Every year the Hay Group does a study of the Best Companies for Leadership. I wasn’t expecting to find McDonald’s high on their list (#7).

Mea culpa, I wasn’t associating serious things like leadership best practices with Ronald McDonald. I stand corrected. We can all learn from looking at McDonald’s recipe for assuring the right leadership at all levels of the operation. The company emphasizes:

1. teamwork

2. proactive performance management with clear and consistent expectations and high standards

3. attention to education, training, coaching, and leadership development, and

4. leadership continuity through an impressive retention rate of over 95% of the graduates from the company’s internal accelerated leadership program.

The result is a strong, consistent corporate culture, with reliability in product delivery and innovation to stay ahead of the competition in a globalized, customer-centric, fast-changing, fast-food market.

How are you doing on important dimensions like teamwork, performance management, leadership education and training, and retention in your business? What could you be doing more or better?

> _Given exercise 1_
According to the piece on McDonald's leadership, what position did McDonald's hold on the Hay Group's list of Best Companies for Leadership?

> _Dataset extract_
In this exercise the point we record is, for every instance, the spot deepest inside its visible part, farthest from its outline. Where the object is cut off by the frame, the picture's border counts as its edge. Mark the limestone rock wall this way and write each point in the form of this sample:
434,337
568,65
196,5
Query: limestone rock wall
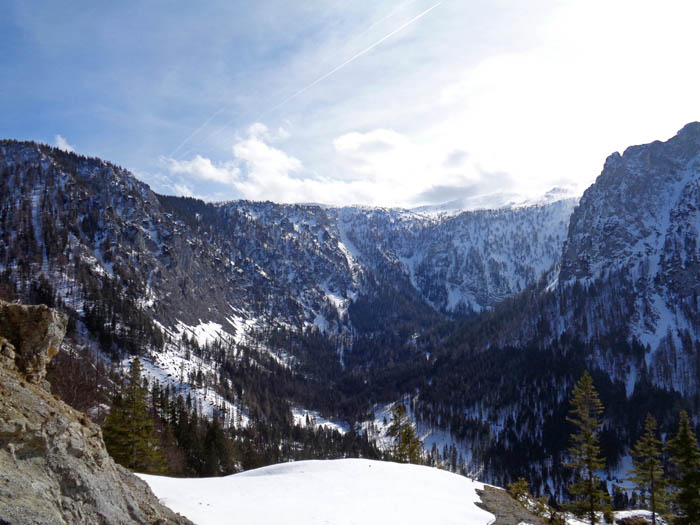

--

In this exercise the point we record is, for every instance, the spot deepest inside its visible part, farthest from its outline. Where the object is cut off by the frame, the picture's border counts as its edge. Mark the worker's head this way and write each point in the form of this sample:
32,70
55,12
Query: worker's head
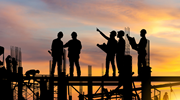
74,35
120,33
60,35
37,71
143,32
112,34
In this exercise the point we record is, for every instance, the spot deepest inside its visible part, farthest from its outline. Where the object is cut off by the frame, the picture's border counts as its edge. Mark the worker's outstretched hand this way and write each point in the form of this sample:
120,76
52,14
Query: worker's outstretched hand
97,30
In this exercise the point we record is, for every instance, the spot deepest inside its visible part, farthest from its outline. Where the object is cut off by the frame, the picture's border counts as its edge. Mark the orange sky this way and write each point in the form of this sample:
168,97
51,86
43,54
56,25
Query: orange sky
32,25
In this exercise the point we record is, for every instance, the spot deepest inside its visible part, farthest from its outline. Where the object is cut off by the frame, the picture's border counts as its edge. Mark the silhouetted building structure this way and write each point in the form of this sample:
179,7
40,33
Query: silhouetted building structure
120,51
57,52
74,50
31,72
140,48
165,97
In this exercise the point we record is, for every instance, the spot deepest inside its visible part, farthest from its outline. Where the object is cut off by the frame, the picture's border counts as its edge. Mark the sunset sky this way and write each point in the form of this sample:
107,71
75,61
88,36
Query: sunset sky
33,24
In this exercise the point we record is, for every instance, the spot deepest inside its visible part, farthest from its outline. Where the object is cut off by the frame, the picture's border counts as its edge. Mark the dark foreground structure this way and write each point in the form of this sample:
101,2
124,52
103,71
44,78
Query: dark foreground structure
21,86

---

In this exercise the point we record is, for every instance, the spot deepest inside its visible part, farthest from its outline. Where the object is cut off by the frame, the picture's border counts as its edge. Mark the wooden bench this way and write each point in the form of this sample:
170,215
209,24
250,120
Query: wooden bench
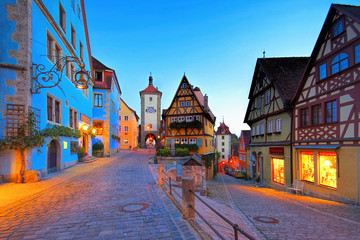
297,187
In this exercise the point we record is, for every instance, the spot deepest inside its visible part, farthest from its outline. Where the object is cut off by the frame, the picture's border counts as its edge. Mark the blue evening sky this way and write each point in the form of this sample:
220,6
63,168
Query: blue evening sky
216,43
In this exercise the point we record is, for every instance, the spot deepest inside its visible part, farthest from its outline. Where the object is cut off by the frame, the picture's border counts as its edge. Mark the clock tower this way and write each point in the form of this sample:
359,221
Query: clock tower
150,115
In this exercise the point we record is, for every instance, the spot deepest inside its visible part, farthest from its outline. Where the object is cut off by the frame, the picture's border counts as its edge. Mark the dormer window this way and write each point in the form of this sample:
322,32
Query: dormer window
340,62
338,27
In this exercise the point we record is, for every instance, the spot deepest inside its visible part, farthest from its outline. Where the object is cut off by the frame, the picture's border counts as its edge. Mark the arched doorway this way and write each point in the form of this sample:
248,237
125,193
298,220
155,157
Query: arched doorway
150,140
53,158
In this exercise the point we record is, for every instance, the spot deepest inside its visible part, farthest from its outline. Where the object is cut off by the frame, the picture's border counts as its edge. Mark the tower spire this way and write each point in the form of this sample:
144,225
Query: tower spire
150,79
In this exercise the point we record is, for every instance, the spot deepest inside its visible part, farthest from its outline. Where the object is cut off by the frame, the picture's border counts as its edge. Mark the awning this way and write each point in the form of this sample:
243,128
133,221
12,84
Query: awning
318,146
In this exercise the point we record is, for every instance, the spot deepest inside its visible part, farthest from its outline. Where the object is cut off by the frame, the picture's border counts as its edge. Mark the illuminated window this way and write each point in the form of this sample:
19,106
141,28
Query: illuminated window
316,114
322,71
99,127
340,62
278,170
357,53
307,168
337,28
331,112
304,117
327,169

> _Given exercise 2_
In the records, recast the part that opens with the line containing "Mark the limestone" and closes with the line containing "Query: limestone rock wall" as a numbered list, leaving out any blank lines.

> _Complete response 1_
McDonald's was ranked #7 on the list.

> _Complete response 2_
1. In this exercise the point we record is, for every instance, the spot deepest inside its visible part, farthest from its outline. Where the object is cut off by the frame, the picture's border counts as its edge. Mark the limestone rock wall this way and write each point in the form of this sample:
2. 434,337
3. 568,65
4. 196,5
5. Query: limestone rock wall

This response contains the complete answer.